Textauszug:
Erst seit 2004/2005 wurde hierzulande der allgemeinen wie auch der fachlichen Öffentlichkeit zunehmend bewusst, dass wir für die Untersuchung der lebenslangen beschädigenden und traumatisierenden Folgen des Zweiten Weltkrieges eine zusätzliche Sichtweise benötigen: die Sicht auf die damals fast in ganz Europa betroffenen Kinder und Jugendlichen.

Die Frage meines Kollegen im April 2014 in München hatte ich mir – jedenfalls bewusst – noch nie gestellt. Haben mir meine Erfahrungen im Krieg und in der direkten Nachkriegszeit Stärken und Fähigkeiten vermittelt, die mir halfen, mich trotzdem günstig weiterzuentwickeln und auch entsprechend mit meinem Älterwerden umzugehen?

Im Jahr 2014 fand ein einwöchiges familiäres »Seniorentreffen« mit meinem Bruder, der sechs Jahre älter ist als ich, und unseren Frauen statt. Wir wollten mit Hilfe unseres in der Nähe von Garmisch-Partenkirchen lebenden älteren Vetters die Erinnerungen an die Teile unserer Kindheit wiederbeleben, die wir im dortigen Haus unserer heiß geliebten Tante erfahren durften. Für mich waren das verwöhnende und abenteuerliche Wochen, die ich genossen habe, fernab vom Krieg und der Nachkriegszeit im zerstörten Berlin.

Gespeicherte Einträge
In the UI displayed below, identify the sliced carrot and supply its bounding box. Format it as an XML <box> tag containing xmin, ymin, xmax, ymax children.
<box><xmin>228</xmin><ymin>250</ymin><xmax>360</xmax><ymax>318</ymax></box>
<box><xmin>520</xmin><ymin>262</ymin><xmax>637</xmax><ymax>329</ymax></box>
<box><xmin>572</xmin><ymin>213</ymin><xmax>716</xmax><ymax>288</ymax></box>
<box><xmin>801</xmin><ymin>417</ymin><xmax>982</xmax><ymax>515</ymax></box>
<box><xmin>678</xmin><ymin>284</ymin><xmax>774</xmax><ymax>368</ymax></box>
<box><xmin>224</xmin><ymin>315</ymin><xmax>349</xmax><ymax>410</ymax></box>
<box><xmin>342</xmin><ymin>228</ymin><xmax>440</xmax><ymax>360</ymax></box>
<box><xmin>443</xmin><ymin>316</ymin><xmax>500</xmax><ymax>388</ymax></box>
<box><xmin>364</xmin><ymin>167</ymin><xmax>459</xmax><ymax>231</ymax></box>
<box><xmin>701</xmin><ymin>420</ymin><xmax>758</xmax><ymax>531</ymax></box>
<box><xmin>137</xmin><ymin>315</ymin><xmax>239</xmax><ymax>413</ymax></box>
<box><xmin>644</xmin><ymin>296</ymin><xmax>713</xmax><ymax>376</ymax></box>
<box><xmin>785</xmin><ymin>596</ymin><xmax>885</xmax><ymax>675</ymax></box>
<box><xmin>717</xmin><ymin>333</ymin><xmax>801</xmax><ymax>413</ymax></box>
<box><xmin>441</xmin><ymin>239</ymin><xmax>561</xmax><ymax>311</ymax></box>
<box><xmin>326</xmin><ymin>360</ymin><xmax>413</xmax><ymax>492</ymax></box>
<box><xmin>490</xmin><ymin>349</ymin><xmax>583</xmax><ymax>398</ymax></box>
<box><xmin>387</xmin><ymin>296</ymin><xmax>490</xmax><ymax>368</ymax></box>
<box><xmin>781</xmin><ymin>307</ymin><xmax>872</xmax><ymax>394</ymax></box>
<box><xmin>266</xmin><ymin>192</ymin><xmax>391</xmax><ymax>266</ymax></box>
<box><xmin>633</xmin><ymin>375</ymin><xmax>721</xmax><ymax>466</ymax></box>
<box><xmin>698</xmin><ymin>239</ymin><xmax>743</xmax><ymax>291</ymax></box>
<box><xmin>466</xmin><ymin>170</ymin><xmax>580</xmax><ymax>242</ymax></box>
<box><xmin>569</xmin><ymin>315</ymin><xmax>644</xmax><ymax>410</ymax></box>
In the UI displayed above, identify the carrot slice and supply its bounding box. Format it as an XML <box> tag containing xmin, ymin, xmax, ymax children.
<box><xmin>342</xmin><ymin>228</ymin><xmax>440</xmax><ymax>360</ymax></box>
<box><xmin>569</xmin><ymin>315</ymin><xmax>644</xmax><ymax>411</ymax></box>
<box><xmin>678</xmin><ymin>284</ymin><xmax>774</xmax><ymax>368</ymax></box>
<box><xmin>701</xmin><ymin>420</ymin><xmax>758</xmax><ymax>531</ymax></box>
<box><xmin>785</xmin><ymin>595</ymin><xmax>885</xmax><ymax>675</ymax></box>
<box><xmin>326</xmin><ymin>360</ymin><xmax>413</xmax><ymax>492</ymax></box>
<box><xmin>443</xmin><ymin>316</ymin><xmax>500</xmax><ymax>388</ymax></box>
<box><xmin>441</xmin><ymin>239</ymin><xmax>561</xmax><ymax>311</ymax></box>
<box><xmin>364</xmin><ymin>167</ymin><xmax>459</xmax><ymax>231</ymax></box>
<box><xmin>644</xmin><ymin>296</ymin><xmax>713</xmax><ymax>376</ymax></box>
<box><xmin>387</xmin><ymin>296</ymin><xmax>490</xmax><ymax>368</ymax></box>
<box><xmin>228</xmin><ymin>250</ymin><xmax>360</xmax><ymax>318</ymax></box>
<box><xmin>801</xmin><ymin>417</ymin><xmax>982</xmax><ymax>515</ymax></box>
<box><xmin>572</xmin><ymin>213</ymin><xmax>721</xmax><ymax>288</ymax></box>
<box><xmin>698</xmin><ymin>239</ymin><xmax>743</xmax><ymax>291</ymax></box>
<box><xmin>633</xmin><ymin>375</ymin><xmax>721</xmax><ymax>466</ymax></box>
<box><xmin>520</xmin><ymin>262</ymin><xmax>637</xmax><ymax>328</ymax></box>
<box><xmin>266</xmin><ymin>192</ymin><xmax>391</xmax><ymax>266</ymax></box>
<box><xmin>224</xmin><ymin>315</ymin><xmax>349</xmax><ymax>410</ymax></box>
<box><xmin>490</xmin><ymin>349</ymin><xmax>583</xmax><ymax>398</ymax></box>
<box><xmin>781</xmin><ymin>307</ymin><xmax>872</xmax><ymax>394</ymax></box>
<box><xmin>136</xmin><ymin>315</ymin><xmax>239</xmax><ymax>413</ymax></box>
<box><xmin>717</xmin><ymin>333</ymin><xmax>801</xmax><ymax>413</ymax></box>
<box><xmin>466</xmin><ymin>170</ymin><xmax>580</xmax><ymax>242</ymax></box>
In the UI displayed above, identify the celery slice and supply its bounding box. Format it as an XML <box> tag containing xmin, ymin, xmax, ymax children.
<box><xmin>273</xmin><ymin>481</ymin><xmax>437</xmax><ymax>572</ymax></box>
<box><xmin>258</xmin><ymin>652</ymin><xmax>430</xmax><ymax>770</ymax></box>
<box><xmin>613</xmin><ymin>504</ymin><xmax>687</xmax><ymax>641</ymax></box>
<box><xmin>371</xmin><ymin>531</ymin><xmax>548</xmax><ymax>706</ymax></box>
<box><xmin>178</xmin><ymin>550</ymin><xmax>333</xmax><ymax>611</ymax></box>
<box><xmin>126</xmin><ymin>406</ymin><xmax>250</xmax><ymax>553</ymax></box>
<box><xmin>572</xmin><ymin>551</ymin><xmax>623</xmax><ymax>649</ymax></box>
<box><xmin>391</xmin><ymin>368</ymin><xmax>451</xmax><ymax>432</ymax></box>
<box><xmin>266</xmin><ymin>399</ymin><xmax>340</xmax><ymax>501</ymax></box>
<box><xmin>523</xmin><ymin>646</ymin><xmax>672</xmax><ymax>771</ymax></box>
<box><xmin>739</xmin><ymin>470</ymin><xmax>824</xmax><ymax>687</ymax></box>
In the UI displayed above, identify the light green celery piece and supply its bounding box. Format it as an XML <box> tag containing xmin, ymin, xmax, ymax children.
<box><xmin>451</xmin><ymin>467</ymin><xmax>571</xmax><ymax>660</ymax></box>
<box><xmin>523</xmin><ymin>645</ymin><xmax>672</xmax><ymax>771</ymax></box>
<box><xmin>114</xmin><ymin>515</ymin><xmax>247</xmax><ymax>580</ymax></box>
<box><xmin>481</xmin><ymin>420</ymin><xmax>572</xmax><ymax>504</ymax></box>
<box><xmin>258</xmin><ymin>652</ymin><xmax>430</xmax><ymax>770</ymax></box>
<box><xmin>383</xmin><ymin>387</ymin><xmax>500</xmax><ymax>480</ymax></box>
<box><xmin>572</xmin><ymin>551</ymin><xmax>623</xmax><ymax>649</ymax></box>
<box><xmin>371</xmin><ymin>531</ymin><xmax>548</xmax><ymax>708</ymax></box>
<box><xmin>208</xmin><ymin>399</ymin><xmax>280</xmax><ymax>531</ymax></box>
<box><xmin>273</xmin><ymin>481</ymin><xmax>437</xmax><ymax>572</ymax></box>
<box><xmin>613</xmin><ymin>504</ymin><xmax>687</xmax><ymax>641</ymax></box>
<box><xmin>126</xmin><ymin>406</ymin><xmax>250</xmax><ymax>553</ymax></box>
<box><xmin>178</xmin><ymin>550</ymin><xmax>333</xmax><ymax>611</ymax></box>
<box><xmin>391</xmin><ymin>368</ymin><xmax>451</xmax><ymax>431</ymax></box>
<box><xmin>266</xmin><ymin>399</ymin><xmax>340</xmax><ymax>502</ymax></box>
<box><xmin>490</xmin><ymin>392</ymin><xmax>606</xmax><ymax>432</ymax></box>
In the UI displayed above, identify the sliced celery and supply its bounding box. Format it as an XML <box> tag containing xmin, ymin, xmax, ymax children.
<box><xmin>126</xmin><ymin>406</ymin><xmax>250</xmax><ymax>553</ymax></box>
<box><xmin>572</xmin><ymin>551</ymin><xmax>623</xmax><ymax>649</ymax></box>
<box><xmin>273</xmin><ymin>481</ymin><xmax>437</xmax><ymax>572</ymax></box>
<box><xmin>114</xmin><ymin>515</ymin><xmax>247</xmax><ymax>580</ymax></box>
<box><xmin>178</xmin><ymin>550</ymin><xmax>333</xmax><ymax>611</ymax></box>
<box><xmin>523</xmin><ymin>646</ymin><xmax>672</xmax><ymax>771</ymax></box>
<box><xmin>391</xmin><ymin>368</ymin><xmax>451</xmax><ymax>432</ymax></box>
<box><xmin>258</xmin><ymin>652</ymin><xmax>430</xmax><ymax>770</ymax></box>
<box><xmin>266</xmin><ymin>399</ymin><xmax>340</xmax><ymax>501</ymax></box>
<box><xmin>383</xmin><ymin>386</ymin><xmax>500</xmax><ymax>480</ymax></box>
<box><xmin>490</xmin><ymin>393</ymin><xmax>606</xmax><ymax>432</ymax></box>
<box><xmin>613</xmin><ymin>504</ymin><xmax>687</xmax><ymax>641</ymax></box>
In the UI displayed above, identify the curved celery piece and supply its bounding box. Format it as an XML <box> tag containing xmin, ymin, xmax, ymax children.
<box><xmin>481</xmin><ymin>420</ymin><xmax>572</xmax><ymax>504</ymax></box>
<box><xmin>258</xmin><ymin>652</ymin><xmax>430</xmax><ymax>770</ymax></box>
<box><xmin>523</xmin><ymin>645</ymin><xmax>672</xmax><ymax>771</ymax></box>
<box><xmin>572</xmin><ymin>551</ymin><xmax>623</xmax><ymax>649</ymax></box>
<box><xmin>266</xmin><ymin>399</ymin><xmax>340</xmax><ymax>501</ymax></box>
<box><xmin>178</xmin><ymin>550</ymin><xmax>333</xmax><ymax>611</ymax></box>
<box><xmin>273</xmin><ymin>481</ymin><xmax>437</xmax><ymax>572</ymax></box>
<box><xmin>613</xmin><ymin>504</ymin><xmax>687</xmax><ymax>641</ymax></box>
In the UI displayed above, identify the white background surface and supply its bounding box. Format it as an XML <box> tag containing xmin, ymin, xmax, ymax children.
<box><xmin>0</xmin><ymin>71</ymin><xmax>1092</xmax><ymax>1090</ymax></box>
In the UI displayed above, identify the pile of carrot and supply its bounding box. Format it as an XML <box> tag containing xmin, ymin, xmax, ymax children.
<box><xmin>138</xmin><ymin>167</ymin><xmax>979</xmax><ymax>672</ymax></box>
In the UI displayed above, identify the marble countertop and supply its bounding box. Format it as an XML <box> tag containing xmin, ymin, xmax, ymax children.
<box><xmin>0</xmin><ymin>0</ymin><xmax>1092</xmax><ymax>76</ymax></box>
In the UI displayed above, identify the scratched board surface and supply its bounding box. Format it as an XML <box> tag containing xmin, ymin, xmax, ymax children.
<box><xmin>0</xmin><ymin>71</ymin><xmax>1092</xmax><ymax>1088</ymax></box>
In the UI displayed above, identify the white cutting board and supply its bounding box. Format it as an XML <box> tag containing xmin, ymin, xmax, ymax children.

Deine Aufgaben:
1. Kopiere aus dem Textauszug den Teil, der mit den Worten „Die Frage meines“ anfängt und mit „im zerstörten Berlin.“ aufhört.
2. Wie viele Jahre ist der Bruder laut dem Textauszug älter als die erzählende Person?

Antworten der Reihe nach:
1.
Die Frage meines Kollegen im April 2014 in München hatte ich mir – jedenfalls bewusst – noch nie gestellt. Haben mir meine Erfahrungen im Krieg und in der direkten Nachkriegszeit Stärken und Fähigkeiten vermittelt, die mir halfen, mich trotzdem günstig weiterzuentwickeln und auch entsprechend mit meinem Älterwerden umzugehen?

Im Jahr 2014 fand ein einwöchiges familiäres »Seniorentreffen« mit meinem Bruder, der sechs Jahre älter ist als ich, und unseren Frauen statt. Wir wollten mit Hilfe unseres in der Nähe von Garmisch-Partenkirchen lebenden älteren Vetters die Erinnerungen an die Teile unserer Kindheit wiederbeleben, die wir im dortigen Haus unserer heiß geliebten Tante erfahren durften. Für mich waren das verwöhnende und abenteuerliche Wochen, die ich genossen habe, fernab vom Krieg und der Nachkriegszeit im zerstörten Berlin.

2. Sechs Jahre.